Exactly reproduce the lines that follow.

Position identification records
**********
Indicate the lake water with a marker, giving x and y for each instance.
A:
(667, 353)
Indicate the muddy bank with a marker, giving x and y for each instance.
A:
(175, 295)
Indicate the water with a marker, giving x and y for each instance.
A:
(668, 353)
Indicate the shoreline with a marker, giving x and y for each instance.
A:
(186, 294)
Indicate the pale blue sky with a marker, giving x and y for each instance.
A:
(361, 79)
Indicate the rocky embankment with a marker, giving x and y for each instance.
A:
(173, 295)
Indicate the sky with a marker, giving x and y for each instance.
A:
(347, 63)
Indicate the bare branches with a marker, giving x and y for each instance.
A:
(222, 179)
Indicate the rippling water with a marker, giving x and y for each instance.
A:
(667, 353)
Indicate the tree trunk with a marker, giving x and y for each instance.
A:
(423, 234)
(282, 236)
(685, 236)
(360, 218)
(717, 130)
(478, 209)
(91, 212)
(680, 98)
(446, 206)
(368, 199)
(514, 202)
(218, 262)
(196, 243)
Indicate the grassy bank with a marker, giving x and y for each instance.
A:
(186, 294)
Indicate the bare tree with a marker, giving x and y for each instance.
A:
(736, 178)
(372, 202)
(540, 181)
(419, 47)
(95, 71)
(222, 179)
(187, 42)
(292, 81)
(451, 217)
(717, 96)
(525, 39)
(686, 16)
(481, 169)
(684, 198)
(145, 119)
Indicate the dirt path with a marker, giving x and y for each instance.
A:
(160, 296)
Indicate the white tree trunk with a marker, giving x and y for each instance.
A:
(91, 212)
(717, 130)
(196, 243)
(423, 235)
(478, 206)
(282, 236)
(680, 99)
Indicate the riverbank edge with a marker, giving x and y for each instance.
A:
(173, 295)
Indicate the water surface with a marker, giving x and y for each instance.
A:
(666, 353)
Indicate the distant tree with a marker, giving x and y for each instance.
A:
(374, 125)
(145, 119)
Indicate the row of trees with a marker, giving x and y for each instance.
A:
**********
**Worked answer**
Indicate the lake water with a marker, giving x and y for each instance.
A:
(667, 353)
Indicate the muddy bank with a marker, giving x and y for each instance.
A:
(175, 295)
Indicate the water with a marker, giving x and y for each instance.
A:
(668, 353)
Indicate the shoreline with a marker, giving x and y for each instance.
A:
(186, 294)
Indicate the pale blue sky with a marker, giving x and y for each instance.
A:
(361, 79)
Indicate the rocky embankment with a marker, giving x and y for each instance.
A:
(173, 295)
Indicate the sky with a marker, giving x and y for each instance.
A:
(347, 63)
Indicate the bare branches with a marker, giving x and y for each instance.
A:
(222, 179)
Indicate the rippling water with a marker, giving x and y for each instance.
A:
(667, 353)
Indicate the tree trunk with a marker, giving x and y for each instance.
A:
(423, 234)
(282, 236)
(685, 236)
(360, 218)
(717, 130)
(478, 209)
(91, 212)
(680, 98)
(446, 206)
(368, 199)
(514, 202)
(218, 262)
(196, 243)
Indicate the grassy bank with a marker, giving x and y for each instance.
A:
(186, 294)
Indicate the bare tree with a marker, giving x and y for each instance.
A:
(736, 178)
(372, 202)
(540, 181)
(419, 47)
(95, 71)
(222, 179)
(187, 42)
(292, 81)
(451, 217)
(717, 96)
(525, 39)
(686, 16)
(481, 169)
(684, 198)
(145, 119)
Indicate the dirt path with a marker, giving x and y for each instance.
A:
(160, 296)
Indicate the white tree trunk with a marker, giving x and y for each instance.
A:
(91, 212)
(717, 130)
(196, 243)
(423, 235)
(478, 206)
(282, 236)
(680, 99)
Indicate the riverbank edge with a marker, giving x and y for each instance.
A:
(173, 295)
Indicate the water surface with a marker, giving x and y for each instance.
A:
(666, 353)
Indicate the distant tree with a marker, giving x and y for each instance.
A:
(374, 125)
(145, 119)
Indicate the row of trees with a marker, giving x and y for each instance.
A:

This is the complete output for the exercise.